Primo Levi would seem a curious subject for a biography, considering how excessively reticent, almost secretive, he was about his personal life, but as Carole Angier notes in her preface, for her as a writer, reserve intrigues—and the extreme reserve exhibited by her subject intrigued her extremely. In spite of her intrigue, however, Angier had to overcome not only Levi’s reticence but also his family’s high wall of reserve and privacy—made even higher, she discovered, by the traditional diffidence of Turinese—and the tragedy of his death by suicide. As biographer, therefore, Angier found herself confronting a peculiar dilemma, hence the title of her book which she borrowed from Levi’s last, incomplete novel: Il doppio legame. In Italian, the phrase has a double meaning: the double bonding in chemistry and the double bind in psychology, “a crippling conflict between contradictory or unfulfillable requirements, which you can neither escape nor win.” Angier appropriated both meanings in order to take her biography into the personal and inward sides of Primo Levi. To do this, she structured her book on two levels, a rationally known, testable one and an irrational one, felt and imagined. In the end, Angier admits she does not know which turned out to be the more truthful and revealing of her subject, although finally the latter came to seem to her to be of greater significance.
Primo Levi was born on July 31, 1919, on the third floor at Corso De Umberto 75 in a house owned by his mother and in which, except for a year in Milan and one in Auschwitz, he lived for all of his sixty-seven years. His father, Cesare, was an industrial engineer and his mother, Rina, was a typical Italian housewife and mother. His sister, Anna Maria, was born a year and a half later. Although both sides of his family had been observant Jews, Primo’s parents had ceased to be religious, as had most Italian Jews who were indebted to the Enlightenment ideas that had freed them to live in a predominantly Christian world. Nevertheless, Primo was bar mitzvahed and for a brief period in his early teens he became intensely involved with his Jewishness; later in life, during the period of persecution by both the Italian and German fascists, he would again become acutely aware of his cultural and religious heritage.

Aim of the exercise ->
Answer from the Primo Levi passage:
(a) Which work supplied the title of Angier's book?
(b) What was Cesare Levi's occupation?
(c) Besides the house at Corso De Umberto 75, where did Primo Levi spend a year of his life?

Information shown ->
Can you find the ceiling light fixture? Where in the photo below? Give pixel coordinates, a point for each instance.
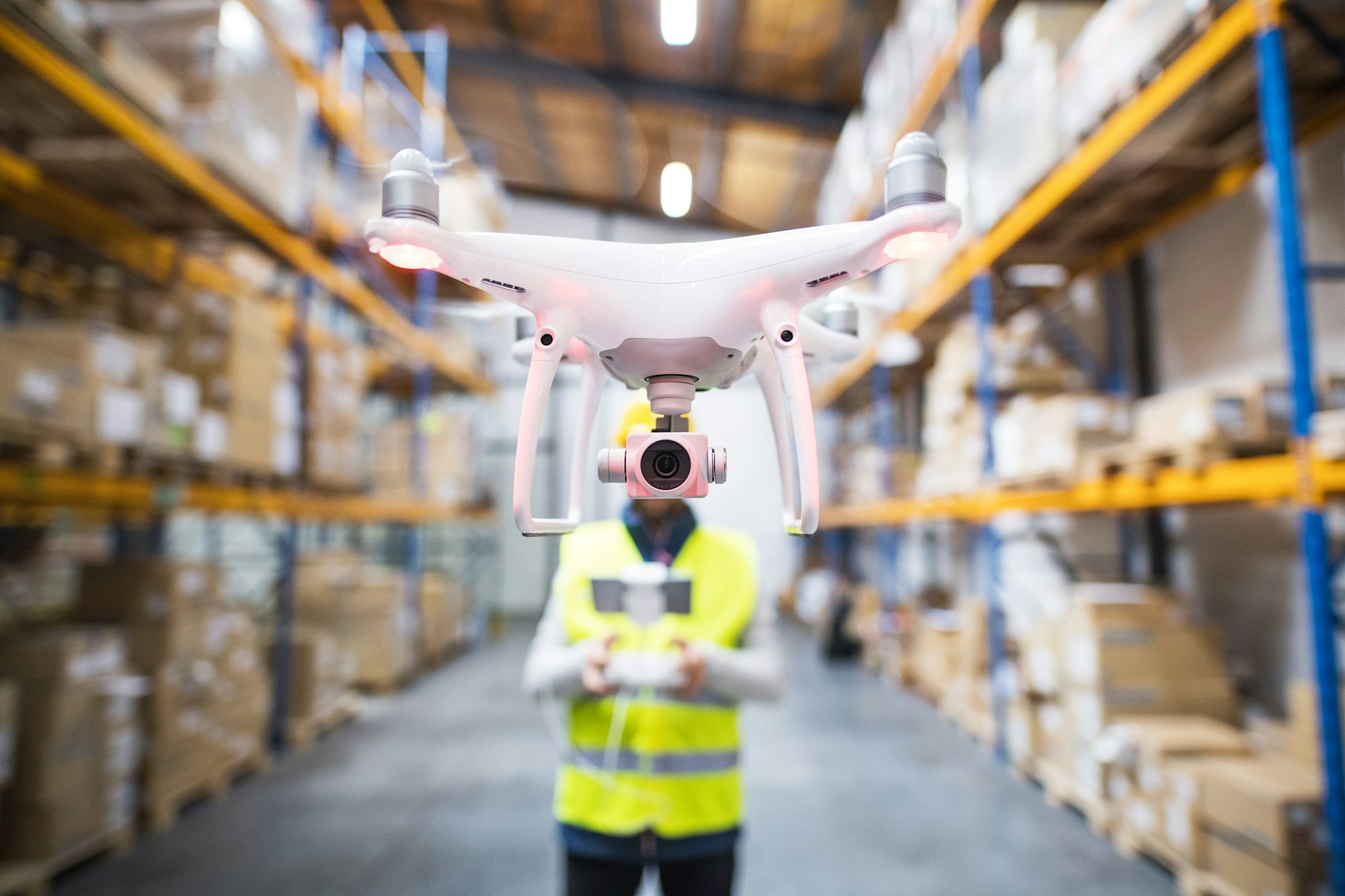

The solution ->
(a) Levi's last, incomplete novel, Il doppio legame.
(b) He was an industrial engineer.
(c) In Milan for one year and in Auschwitz for another.